To be done – Report every line of the data below that contains the string "stone", copying each line in full.

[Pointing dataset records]

begin

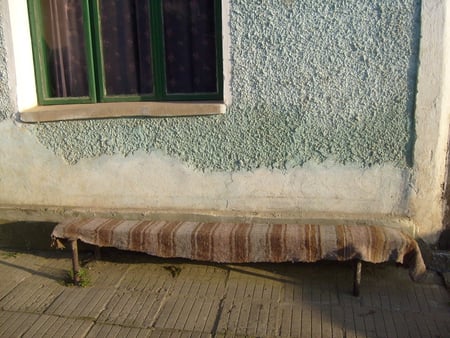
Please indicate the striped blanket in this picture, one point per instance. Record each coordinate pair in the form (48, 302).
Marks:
(245, 242)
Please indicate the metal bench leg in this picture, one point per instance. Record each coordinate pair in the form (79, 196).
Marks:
(97, 253)
(357, 278)
(75, 262)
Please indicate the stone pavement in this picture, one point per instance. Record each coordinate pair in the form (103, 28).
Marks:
(133, 295)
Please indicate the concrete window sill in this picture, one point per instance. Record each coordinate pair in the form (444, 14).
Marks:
(120, 109)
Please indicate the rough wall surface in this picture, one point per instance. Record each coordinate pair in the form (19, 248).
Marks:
(311, 81)
(5, 97)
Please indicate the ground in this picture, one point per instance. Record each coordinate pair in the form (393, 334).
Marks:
(139, 295)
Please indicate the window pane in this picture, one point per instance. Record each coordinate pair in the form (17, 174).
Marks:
(190, 46)
(125, 35)
(65, 48)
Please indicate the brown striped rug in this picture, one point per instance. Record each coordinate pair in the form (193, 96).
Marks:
(243, 242)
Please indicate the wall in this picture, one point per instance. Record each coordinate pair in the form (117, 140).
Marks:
(321, 126)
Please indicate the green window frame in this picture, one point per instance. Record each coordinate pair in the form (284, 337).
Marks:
(97, 92)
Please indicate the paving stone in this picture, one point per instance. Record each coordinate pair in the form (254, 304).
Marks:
(205, 309)
(107, 330)
(132, 308)
(15, 324)
(81, 302)
(54, 326)
(33, 295)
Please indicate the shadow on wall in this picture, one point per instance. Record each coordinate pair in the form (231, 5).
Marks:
(26, 235)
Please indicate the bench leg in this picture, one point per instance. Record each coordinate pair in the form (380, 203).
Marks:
(357, 278)
(75, 262)
(97, 253)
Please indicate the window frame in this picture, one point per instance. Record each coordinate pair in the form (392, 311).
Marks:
(95, 66)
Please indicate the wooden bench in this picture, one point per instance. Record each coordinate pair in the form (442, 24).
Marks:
(246, 242)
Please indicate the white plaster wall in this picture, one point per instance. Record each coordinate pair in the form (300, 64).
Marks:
(432, 120)
(32, 175)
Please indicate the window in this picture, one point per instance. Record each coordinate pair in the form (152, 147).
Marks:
(93, 51)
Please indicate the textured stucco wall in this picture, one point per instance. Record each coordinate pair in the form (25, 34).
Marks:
(311, 80)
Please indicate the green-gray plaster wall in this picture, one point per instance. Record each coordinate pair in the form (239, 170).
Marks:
(310, 81)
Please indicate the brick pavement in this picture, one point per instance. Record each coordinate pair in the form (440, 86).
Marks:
(135, 295)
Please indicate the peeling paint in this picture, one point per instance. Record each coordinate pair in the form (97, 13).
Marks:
(5, 100)
(311, 81)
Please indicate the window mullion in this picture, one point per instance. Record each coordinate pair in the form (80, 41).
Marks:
(89, 41)
(157, 39)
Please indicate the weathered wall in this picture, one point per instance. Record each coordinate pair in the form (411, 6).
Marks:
(311, 80)
(5, 93)
(321, 123)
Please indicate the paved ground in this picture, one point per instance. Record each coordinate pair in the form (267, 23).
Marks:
(138, 295)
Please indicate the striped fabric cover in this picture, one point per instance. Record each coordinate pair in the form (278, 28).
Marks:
(243, 242)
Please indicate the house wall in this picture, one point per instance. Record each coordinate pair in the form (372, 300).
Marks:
(321, 126)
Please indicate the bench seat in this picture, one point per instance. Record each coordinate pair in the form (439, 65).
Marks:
(248, 242)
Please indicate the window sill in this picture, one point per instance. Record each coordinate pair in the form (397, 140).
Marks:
(119, 109)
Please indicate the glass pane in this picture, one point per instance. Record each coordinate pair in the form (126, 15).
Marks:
(65, 48)
(126, 43)
(190, 46)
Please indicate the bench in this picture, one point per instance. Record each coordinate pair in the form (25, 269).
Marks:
(246, 242)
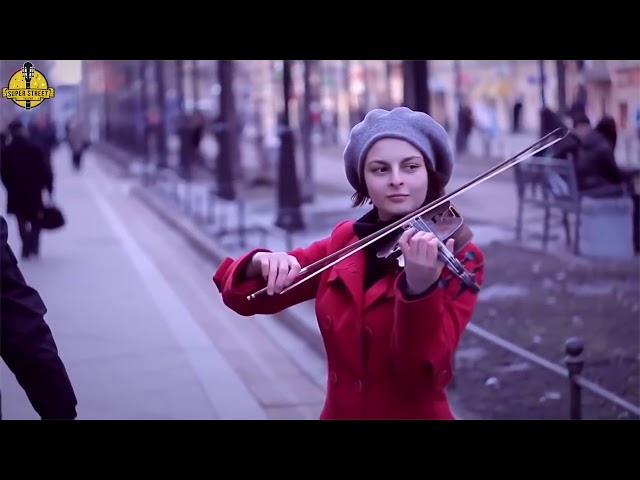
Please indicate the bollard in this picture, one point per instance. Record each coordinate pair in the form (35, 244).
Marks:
(574, 361)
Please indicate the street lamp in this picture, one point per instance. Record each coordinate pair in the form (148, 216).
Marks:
(289, 216)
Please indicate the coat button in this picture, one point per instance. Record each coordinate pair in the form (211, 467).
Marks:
(325, 322)
(444, 377)
(358, 386)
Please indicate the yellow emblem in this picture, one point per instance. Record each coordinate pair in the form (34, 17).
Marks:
(28, 87)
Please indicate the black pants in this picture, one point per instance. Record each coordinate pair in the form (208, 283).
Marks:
(30, 236)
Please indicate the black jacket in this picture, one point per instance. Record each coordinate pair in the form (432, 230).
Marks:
(26, 342)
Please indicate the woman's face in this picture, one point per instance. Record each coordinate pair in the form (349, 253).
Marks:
(396, 177)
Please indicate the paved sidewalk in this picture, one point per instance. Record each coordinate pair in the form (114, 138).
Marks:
(139, 327)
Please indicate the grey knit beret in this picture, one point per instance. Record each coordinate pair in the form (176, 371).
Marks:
(415, 127)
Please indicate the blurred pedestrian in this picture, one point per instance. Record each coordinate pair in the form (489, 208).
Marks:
(42, 133)
(25, 175)
(390, 331)
(77, 140)
(27, 345)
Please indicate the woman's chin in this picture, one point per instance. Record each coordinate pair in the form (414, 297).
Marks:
(398, 210)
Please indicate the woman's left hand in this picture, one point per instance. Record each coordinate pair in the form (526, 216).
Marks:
(422, 266)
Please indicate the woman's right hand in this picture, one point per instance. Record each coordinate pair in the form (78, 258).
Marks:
(279, 269)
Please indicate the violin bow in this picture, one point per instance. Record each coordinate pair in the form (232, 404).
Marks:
(542, 144)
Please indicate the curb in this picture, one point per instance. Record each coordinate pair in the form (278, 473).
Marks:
(208, 248)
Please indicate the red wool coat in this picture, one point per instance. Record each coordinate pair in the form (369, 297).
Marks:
(388, 357)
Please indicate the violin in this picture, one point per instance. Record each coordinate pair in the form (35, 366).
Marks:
(438, 217)
(446, 223)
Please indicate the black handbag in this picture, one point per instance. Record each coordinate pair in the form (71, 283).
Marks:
(51, 218)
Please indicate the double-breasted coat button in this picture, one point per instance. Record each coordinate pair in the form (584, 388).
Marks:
(444, 377)
(358, 386)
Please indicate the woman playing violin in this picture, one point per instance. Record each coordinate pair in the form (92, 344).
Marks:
(390, 331)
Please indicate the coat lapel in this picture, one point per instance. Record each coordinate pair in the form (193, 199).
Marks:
(351, 272)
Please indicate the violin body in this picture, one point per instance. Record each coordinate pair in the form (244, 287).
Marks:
(445, 222)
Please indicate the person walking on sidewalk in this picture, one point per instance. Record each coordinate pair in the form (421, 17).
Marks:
(26, 343)
(77, 141)
(25, 174)
(390, 332)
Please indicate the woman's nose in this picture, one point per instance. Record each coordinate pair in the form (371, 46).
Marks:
(396, 178)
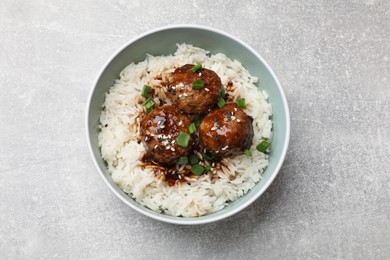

end

The completed task –
Please indicate the stone pavement in this picture, one point per instance. Record each coordinate pair in the form (103, 28).
Please indicate the paving stone in this picture, one point per instance. Record each coordinate pair in the form (254, 304).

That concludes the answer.